#### DATA EXTRACTS:

--- --- ---

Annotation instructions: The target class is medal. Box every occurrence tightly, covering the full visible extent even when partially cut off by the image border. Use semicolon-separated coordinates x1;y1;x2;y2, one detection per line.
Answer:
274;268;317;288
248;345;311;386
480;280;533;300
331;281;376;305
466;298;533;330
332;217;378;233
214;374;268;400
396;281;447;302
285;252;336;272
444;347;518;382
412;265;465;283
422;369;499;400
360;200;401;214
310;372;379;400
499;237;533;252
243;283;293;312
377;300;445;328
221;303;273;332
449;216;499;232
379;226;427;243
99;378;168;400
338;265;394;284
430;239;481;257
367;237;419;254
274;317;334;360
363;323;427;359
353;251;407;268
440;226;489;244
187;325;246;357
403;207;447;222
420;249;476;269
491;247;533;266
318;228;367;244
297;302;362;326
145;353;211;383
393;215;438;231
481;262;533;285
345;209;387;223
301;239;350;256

--- --- ---

#### YOUR OBJECTIVE:
Repeat the material above precisely.

#### YOUR SOLUTION:
Annotation instructions: The target class is medal. Box every occurrence tightly, covering the full visible extent even when partially cut off by the image border. Use semicolon-separated coordinates x1;y1;x2;y2, one detection per line.
Answer:
274;268;317;288
248;345;311;386
480;280;533;300
331;281;376;305
466;298;533;330
332;217;378;233
214;374;268;400
396;281;447;302
285;252;336;272
444;347;518;382
412;265;465;283
422;369;499;400
360;200;401;214
310;372;379;400
499;237;533;252
243;283;293;312
377;300;445;328
221;303;273;332
449;216;499;232
379;226;427;243
99;378;168;400
338;265;394;284
430;239;481;257
367;237;419;254
274;317;334;360
363;323;427;359
353;251;407;268
440;226;489;244
187;325;246;357
403;207;447;222
420;249;476;269
491;247;533;266
318;228;367;244
297;302;362;326
145;353;211;383
393;215;438;231
481;262;533;285
345;209;387;223
301;239;350;256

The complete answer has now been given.